[BEGIN Provided material]
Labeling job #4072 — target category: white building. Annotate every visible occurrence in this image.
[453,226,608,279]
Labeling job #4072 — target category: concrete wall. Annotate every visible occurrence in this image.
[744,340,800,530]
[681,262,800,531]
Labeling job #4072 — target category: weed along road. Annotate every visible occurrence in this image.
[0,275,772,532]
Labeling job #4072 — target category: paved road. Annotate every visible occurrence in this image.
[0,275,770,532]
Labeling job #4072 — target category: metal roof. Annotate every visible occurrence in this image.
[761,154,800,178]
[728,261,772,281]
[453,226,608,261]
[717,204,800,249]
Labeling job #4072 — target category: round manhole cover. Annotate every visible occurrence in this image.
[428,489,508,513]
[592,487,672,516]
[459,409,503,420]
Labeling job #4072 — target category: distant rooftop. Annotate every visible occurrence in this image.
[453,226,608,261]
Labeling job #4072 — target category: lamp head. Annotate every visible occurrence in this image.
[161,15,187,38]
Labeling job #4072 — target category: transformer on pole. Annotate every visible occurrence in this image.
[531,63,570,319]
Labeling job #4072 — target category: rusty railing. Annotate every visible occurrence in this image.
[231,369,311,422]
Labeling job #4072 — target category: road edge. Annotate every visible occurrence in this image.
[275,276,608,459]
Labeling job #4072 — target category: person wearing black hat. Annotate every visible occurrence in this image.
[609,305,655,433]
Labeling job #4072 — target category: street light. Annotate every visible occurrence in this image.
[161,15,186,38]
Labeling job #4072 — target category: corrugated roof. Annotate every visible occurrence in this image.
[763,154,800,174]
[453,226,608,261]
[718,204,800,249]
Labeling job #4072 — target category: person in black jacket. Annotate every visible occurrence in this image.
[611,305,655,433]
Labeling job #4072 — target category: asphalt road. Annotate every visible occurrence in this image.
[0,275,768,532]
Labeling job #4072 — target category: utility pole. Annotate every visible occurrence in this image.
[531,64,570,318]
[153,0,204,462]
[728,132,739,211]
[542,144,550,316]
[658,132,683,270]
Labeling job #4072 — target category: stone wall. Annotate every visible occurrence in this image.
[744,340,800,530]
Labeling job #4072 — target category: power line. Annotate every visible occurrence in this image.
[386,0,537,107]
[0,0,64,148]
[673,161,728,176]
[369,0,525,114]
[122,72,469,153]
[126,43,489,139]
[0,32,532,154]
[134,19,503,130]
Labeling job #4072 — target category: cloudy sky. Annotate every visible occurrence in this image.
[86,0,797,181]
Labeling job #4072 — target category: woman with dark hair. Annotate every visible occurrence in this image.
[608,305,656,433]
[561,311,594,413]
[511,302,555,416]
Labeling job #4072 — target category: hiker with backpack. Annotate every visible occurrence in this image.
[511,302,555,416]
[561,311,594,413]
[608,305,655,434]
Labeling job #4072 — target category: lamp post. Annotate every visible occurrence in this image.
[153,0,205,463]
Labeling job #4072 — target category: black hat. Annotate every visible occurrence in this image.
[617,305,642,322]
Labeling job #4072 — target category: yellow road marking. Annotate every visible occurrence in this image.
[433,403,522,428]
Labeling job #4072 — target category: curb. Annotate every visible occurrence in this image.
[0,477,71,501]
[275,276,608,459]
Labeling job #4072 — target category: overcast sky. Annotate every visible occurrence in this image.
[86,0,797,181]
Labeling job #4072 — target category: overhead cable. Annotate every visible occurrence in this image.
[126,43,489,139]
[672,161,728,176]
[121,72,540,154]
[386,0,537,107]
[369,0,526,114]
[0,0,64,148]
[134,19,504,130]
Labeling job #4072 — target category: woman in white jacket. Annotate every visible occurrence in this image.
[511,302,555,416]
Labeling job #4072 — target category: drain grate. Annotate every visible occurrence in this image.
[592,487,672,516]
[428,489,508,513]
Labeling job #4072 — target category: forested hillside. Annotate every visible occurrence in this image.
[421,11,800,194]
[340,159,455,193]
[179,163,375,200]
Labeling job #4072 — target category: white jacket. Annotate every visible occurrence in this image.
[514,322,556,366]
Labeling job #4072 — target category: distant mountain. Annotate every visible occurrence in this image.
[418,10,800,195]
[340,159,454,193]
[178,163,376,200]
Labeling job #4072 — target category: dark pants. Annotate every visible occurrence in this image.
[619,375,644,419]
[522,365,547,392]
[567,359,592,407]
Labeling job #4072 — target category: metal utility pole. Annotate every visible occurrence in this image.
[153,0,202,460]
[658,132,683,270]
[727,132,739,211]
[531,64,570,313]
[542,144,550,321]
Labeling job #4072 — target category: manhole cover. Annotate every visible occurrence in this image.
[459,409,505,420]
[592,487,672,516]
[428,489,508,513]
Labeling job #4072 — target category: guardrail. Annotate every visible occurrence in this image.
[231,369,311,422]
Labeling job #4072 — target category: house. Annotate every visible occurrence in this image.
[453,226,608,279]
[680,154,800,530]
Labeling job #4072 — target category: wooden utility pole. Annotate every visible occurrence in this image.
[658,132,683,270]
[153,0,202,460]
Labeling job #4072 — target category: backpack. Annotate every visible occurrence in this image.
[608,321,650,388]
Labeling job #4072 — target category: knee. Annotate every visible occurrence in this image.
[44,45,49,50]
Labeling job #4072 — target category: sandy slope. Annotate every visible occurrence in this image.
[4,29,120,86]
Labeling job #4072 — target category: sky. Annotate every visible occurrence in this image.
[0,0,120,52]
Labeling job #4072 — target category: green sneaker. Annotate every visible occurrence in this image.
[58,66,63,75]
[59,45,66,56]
[END Provided material]
**Exercise**
Rewrite all of the material above, putting "Mark" wherever "Annotate" appears and leaving everything else unchanged.

**Written response**
Labeling job #4072 — target category: white building. Mark every visible occurrence in this image.
[453,226,608,279]
Labeling job #4072 — target category: concrete wall. Mark every visible occurrence in this image.
[744,340,800,530]
[681,262,800,531]
Labeling job #4072 — target category: weed along road. Mark every visible occurrence in this image.
[0,275,772,532]
Labeling job #4072 — target category: paved road. Mark every visible occurrence in this image.
[0,275,770,532]
Labeling job #4072 — target category: metal roof. Mark every visible occurrence in this image.
[761,154,800,178]
[728,261,772,281]
[453,226,608,261]
[717,204,800,249]
Labeling job #4072 — target category: round manhole cover. Mark every visible occurrence in this image.
[428,489,508,513]
[592,487,672,516]
[459,409,503,420]
Labeling job #4072 — target category: distant rooftop. Mark every visible occurrence in this image.
[453,226,608,261]
Labeling job #4072 — target category: lamp head. Mark every visible occurrence in this image.
[161,15,187,38]
Labeling job #4072 — target category: transformer on pole. Mark every visible occurrence in this image.
[531,63,570,319]
Labeling job #4072 — target category: rusty railing. Mark every visible occurrence in this image.
[231,369,311,422]
Labeling job #4072 — target category: road edge. Mark every visible occurrence in this image.
[275,276,608,459]
Labeling job #4072 — target category: person wearing black hat. Mark every visible occurrence in this image.
[609,305,655,433]
Labeling job #4072 — target category: street light. Mark every visible occurrence in this image.
[161,15,186,38]
Labeling job #4072 — target category: corrugated roof. Mark every visible occurrence in this image.
[763,154,800,174]
[453,226,608,261]
[718,204,800,249]
Labeling job #4072 — target category: person in black jacket. Mark every visible occurrence in this image.
[611,305,655,433]
Labeling job #4072 — target category: asphalt road. Mark every visible occurrence in this image.
[0,275,768,532]
Labeling job #4072 — target category: utility pole. Mark every visible occurrence in this image.
[531,64,570,318]
[153,0,204,462]
[728,132,739,211]
[542,144,550,316]
[658,132,683,270]
Labeling job #4072 — target category: stone wall. Mark every visible occurrence in this image.
[744,340,800,530]
Labeling job #4072 — target category: power line. Mark every visible occurrence in this image.
[386,0,537,107]
[0,0,64,148]
[673,161,728,176]
[369,0,525,114]
[122,72,469,153]
[126,43,489,139]
[0,32,532,154]
[134,19,503,130]
Labeling job #4072 — target category: cloudy sky. Mark every visible occurrence in this image.
[86,0,797,181]
Labeling job #4072 — target category: woman with dark hair. Mark every visible occurrence in this image.
[608,305,656,433]
[561,311,594,413]
[511,302,555,416]
Labeling job #4072 — target category: hiker with backpack. Mark every visible occurrence in this image.
[511,302,555,416]
[561,311,594,413]
[608,305,655,434]
Labeling job #4072 — target category: lamp post. Mark every visible occurrence in this image.
[153,0,205,463]
Labeling job #4072 — target category: black hat. Mark every visible occurrence in this image.
[617,305,642,322]
Labeling job #4072 — target category: yellow road marking. Mark every visible occurrence in this image.
[433,403,522,428]
Labeling job #4072 — target category: curb. Mark every visible occurrence in this image.
[0,477,71,501]
[275,276,608,459]
Labeling job #4072 — target category: overcast sky. Mark every visible occurrence in this image.
[86,0,797,181]
Labeling job #4072 — target category: overhead cable. Mark every visible occurrence in this image.
[126,43,489,139]
[672,161,728,176]
[121,72,540,154]
[386,0,537,107]
[369,0,526,114]
[0,0,64,148]
[134,19,504,130]
Labeling job #4072 — target category: woman in white jacket. Mark every visible occurrence in this image.
[511,302,555,416]
Labeling job #4072 — target category: drain grate. Mark every visible occurrence in this image.
[592,487,672,516]
[428,489,508,513]
Labeling job #4072 — target category: forested hillside. Mark every visible occurrence in this image.
[421,11,800,194]
[340,159,455,193]
[179,163,375,200]
Labeling job #4072 — target category: white jacket. Mark every visible occurrence in this image.
[514,322,556,366]
Labeling job #4072 — target category: distant mountain. Mark every visible occurrence in this image.
[418,10,800,195]
[340,159,454,193]
[178,163,376,200]
Labeling job #4072 — target category: dark pants. Mark every visible occurrence in this image.
[619,375,644,419]
[522,365,547,392]
[567,359,592,407]
Labeling job #4072 — target category: metal utility pole. Mark every visible occurrence in this image.
[153,0,202,460]
[658,132,683,270]
[727,132,739,211]
[531,64,570,313]
[542,144,550,321]
Labeling job #4072 — target category: manhole cover. Mark every visible occurrence in this image.
[459,409,505,420]
[592,487,672,516]
[428,489,508,513]
Labeling job #4072 — target category: guardrail. Mark every visible occurrence in this image.
[231,369,311,422]
Labeling job #4072 — target category: house. Mark every visible occurrence in this image.
[453,226,608,279]
[680,154,800,530]
Labeling job #4072 — target category: wooden utility pole. Mark every visible occurrence in this image.
[658,132,683,270]
[153,0,202,460]
Labeling job #4072 — target category: backpack. Mark every visible occurrence in this image.
[608,321,650,388]
Labeling job #4072 — target category: knee. Mark every visible occurrence in this image.
[44,45,49,50]
Labeling job #4072 — target category: sandy slope. Mark every visible occurrence in this image.
[4,29,120,86]
Labeling job #4072 — target category: sky. Mark every visible occurrence in this image.
[0,0,120,52]
Labeling job #4072 — target category: green sneaker. Mark every visible occurrence in this image.
[58,66,63,75]
[59,45,66,56]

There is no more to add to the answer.